# For Flight Simulator players (building a PC to handle it)



## GMTK (Jul 27, 2009)

*Building PC for FSX*

Hi all,

I have FSX and I want to play it with maximum graphics.
If you guys can give me hardware specification for a computer that can give me this I would be grateful.:1angel:
Idc about the price right now, I would just like to know the hardware it needs to run it on maximum graphics and with decent framerates.
and I already have a 1GB nvidia 250 GTS graphic card. 
thanks:smile:


----------



## RockmasteR (Aug 10, 2007)

*Re: For Flight Simulator players*

Hello GMTK,
I have moved your thread to the Buiding Forum,
here the guys will help you 
Good Luck


----------



## taydan04 (Oct 17, 2008)

You graphics card is absolutely fine, being a simulator FSX is very CPU intensive. What Motherboard, CPU and power supply are you using at the moment? There may be no need for a complete rebuild as a top of the range AM2(+) will handle it fine and a Decent dual core LGA775 CPU will also run FSX with no issues whilst maxed out.

If you are on an AMD AM2(+) Socket, I'd recommend anything higher than an Athlon 6000+

If you are running an Intel LGA775 Socket then it gets more difficult as the CPUs for that socket are slowly becoming harder to find, especially the low range ones. but for a sturdy upgrade from Intel if you have the money would be a Core2Duo E8400.

If you don't know what to look for when it comes to CPU support post your Motherboards Product number and I can have a look for you.

Without any more info there's not much more we can say. If you are looking to build a new machine whilst keeping your GTS250 what kind of budget are you looking at? And even if you just want to upgrade it would still be helpful to know a budget, also if you could post your current specs in full it would make it allot easier on us.

Regards

Daniel Taylor


----------



## Phædrus241 (Mar 28, 2009)

For a flight simulator a quad core would actually be better. LGA775 CPUs are still quite abundant. I'd say any quad core more powerful than the Q8200 (such as the Q8400, Q9400, and Q9550) would be a good choice.


----------



## taydan04 (Oct 17, 2008)

——————————

* Short exercise A: In the forum thread, which Intel processor does taydan04 suggest as a sturdy upgrade for an LGA775 socket?
The forum thread and the records below it have no connection to each other.

——————————

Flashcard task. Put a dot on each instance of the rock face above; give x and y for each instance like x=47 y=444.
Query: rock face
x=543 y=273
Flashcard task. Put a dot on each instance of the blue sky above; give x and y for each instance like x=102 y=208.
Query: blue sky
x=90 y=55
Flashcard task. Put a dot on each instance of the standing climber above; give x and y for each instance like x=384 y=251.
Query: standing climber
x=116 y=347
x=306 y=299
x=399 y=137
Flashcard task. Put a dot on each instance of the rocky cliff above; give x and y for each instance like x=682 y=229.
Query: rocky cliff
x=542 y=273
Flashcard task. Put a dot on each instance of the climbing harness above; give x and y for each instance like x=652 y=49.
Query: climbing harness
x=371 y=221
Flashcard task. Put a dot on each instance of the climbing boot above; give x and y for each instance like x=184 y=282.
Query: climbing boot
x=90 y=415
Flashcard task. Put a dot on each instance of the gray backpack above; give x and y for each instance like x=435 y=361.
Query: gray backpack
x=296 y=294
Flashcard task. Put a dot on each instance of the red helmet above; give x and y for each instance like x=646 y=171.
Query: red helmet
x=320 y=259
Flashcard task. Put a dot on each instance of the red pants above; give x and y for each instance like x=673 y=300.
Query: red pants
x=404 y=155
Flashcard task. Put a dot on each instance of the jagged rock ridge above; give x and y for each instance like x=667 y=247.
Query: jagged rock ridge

——————————

* Short exercise B: Resize the records starting with the line containing "Flashcard task. Put a dot on each instance of the gray" and going on through the last line of the records, and write out only those lines, requests included and left as they are. Multiply each x and y coordinate in the answers by 0.3 and round to whole numbers, with halves rounded up.

* Task answer A: A Core2Duo E8400.

* Task answer B:
Flashcard task. Put a dot on each instance of the gray backpack above; give x and y for each instance like x=435 y=361.
Query: gray backpack
x=89 y=88
Flashcard task. Put a dot on each instance of the red helmet above; give x and y for each instance like x=646 y=171.
Query: red helmet
x=96 y=78
Flashcard task. Put a dot on each instance of the red pants above; give x and y for each instance like x=673 y=300.
Query: red pants
x=121 y=47
Flashcard task. Put a dot on each instance of the jagged rock ridge above; give x and y for each instance like x=667 y=247.
Query: jagged rock ridge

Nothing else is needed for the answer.